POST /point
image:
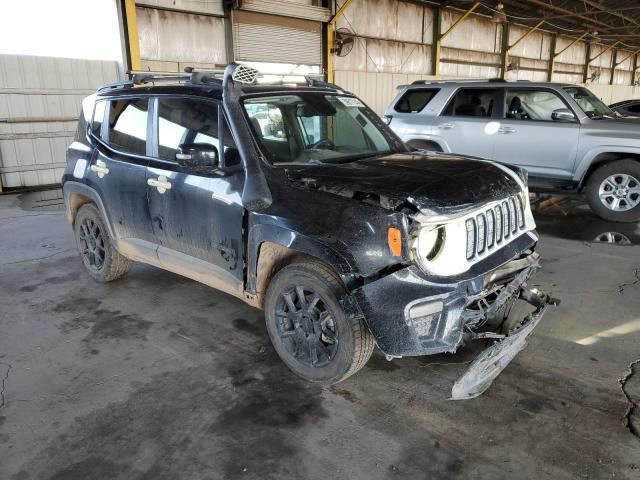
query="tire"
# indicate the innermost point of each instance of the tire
(99, 257)
(343, 346)
(605, 181)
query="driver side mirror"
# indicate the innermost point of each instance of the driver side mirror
(197, 155)
(563, 115)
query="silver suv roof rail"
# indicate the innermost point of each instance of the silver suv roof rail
(460, 80)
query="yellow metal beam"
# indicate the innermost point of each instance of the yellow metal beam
(438, 45)
(132, 34)
(331, 31)
(571, 44)
(552, 57)
(617, 64)
(604, 51)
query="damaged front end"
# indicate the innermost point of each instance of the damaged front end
(489, 316)
(411, 314)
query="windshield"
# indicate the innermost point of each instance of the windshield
(589, 103)
(318, 128)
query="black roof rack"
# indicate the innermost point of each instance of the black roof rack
(112, 86)
(191, 76)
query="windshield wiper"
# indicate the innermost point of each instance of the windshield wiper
(601, 116)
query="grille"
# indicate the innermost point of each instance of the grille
(495, 226)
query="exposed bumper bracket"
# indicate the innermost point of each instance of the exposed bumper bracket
(479, 376)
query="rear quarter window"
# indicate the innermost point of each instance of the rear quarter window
(413, 101)
(98, 117)
(127, 130)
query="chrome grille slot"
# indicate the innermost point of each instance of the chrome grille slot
(488, 229)
(498, 210)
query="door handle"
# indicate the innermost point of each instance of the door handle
(100, 168)
(161, 183)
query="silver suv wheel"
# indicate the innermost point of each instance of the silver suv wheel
(620, 192)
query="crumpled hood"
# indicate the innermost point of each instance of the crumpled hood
(434, 183)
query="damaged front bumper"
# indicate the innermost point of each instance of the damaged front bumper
(412, 315)
(491, 362)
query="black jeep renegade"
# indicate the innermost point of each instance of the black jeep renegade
(299, 200)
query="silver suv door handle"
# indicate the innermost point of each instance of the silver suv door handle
(100, 168)
(161, 183)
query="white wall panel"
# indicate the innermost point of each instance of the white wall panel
(387, 19)
(475, 33)
(575, 54)
(180, 37)
(289, 8)
(44, 88)
(536, 45)
(604, 59)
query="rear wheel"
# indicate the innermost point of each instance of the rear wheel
(308, 328)
(613, 191)
(100, 259)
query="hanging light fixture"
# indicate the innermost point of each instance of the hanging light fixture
(498, 15)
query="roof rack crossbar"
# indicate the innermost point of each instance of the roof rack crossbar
(215, 76)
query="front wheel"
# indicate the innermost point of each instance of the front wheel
(613, 191)
(100, 258)
(308, 328)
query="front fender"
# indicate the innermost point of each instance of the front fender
(71, 188)
(583, 165)
(260, 233)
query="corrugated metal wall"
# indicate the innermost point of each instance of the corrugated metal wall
(394, 45)
(39, 103)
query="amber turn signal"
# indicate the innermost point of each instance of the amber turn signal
(394, 238)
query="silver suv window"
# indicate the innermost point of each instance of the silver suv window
(471, 102)
(531, 104)
(589, 103)
(413, 101)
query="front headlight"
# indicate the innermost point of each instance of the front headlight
(428, 242)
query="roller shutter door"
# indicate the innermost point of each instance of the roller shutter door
(260, 37)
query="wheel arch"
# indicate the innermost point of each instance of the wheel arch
(270, 248)
(600, 159)
(78, 194)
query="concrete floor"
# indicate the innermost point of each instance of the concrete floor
(158, 377)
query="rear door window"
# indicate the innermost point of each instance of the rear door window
(532, 104)
(182, 121)
(127, 130)
(413, 101)
(471, 102)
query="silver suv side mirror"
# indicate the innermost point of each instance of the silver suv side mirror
(563, 115)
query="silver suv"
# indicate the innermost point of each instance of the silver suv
(563, 135)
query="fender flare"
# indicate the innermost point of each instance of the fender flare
(261, 233)
(71, 187)
(585, 164)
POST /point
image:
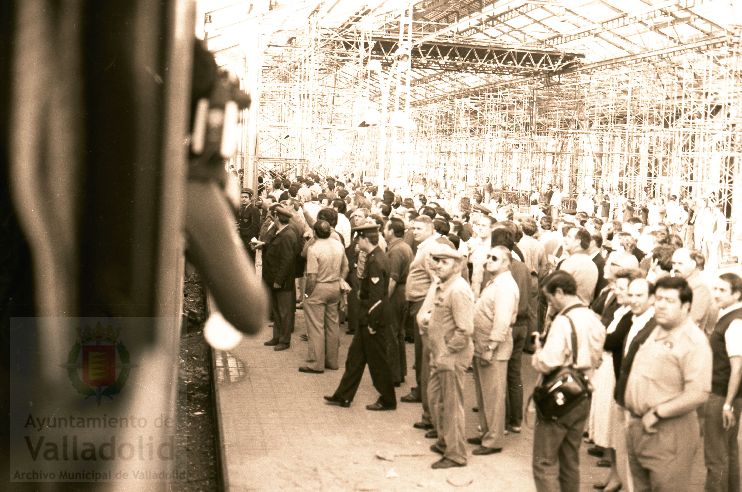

++++

Set down the line containing "the corrugated metal wall", then every later line through the end of the material, exactly as written; omit any picture.

- _RESPONSE FOR THIS EXERCISE_:
# indicate the innermost point of each instance of the corrugated metal wall
(394, 45)
(39, 103)
query="amber turn signal"
# indicate the innermost point of each instance of the amber turn signal
(394, 238)
query="silver suv window"
# indicate the innermost point of each instance of the silver suv window
(471, 102)
(531, 104)
(589, 103)
(413, 101)
query="front headlight"
# indicate the innermost point of each instance of the front headlight
(428, 242)
query="roller shutter door"
# indicate the innermost point of each instance of the roller shutter door
(260, 37)
query="wheel arch"
# indicate the innermost point of each instance of the wheel arch
(270, 248)
(600, 159)
(78, 194)
query="concrete floor"
# indicate the innermost point of each instance of the concrete floor
(158, 377)
query="rear door window"
# indicate the innermost point of each instance of the rear door window
(532, 104)
(182, 121)
(127, 130)
(413, 101)
(471, 102)
query="silver suv side mirror"
# indicate the innermost point of each instance of the silver suv side mirror
(563, 115)
query="silver suv"
# indicate the innermost point of each instance of the silver suv
(563, 135)
query="fender flare"
# indicate the innermost point of each instance of the fender flare
(261, 233)
(71, 187)
(585, 164)
POST /point
image:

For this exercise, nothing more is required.